No two AI applications are the same
The importance of each of the three traits described above varies by use case, because every AI application will be slightly different and require its own level of rigor. The concept of rigor refers to whether the results of the AI’s decisions could harm humans, the company, or others. In some cases—such as an e-commerce recommendation engine that suggests products that shoppers might be interested in based on their browsing and purchase history—not knowing exactly what is behind an AI decision is not necessarily a problem. But in more critical use cases—self-driving cars or a situation in which AI-powered robots are working alongside humans in a factory—the risk level increases. If the AI makes an incorrect choice in these cases, the result could be human injury or even death.
When determining the rigor required in a given use case, you should look at two factors: criticality, which is the extent to which human safety is at risk, and vulnerability, which refers to the likelihood that human operators working with the AI will distrust its decisions and override it, defeating the purpose of having the AI in the first place. To assess criticality, ask questions such as the following: Will users’ safety be at risk? Is safety significant? Are there other risks to end users? Is there financial risk? Is the financial risk significant?

Entries in a dataset
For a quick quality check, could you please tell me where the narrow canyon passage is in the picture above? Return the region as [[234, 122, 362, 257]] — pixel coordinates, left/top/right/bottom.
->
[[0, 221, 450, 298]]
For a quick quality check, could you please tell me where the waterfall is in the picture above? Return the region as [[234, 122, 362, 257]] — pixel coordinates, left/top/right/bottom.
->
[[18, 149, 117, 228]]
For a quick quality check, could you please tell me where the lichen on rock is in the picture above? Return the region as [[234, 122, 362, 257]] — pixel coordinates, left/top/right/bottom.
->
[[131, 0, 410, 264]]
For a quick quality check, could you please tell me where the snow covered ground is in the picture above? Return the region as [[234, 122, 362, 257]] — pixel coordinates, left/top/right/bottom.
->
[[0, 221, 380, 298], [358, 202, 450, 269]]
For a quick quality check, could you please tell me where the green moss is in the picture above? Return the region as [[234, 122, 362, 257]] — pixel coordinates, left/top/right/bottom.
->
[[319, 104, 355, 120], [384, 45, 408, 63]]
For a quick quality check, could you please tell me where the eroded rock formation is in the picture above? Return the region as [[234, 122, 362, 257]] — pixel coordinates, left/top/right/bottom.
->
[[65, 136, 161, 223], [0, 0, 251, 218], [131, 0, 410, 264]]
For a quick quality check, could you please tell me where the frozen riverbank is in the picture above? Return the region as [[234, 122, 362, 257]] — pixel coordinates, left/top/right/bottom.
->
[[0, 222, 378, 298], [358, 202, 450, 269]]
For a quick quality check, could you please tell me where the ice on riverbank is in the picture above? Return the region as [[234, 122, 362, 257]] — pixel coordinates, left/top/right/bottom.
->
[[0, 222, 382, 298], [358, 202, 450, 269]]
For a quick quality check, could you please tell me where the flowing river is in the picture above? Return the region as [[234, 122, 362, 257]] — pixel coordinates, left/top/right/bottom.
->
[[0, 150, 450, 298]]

EXERCISE PROMPT: Transcribe the passage on AI use cases, starting with "No two AI applications" and going on through "or even death.". The entries are material separate from the passage on AI use cases.

WRITTEN ANSWER:
No two AI applications are the same
The importance of each of the three traits described above varies by use case, because every AI application will be slightly different and require its own level of rigor. The concept of rigor refers to whether the results of the AI’s decisions could harm humans, the company, or others. In some cases—such as an e-commerce recommendation engine that suggests products that shoppers might be interested in based on their browsing and purchase history—not knowing exactly what is behind an AI decision is not necessarily a problem. But in more critical use cases—self-driving cars or a situation in which AI-powered robots are working alongside humans in a factory—the risk level increases. If the AI makes an incorrect choice in these cases, the result could be human injury or even death.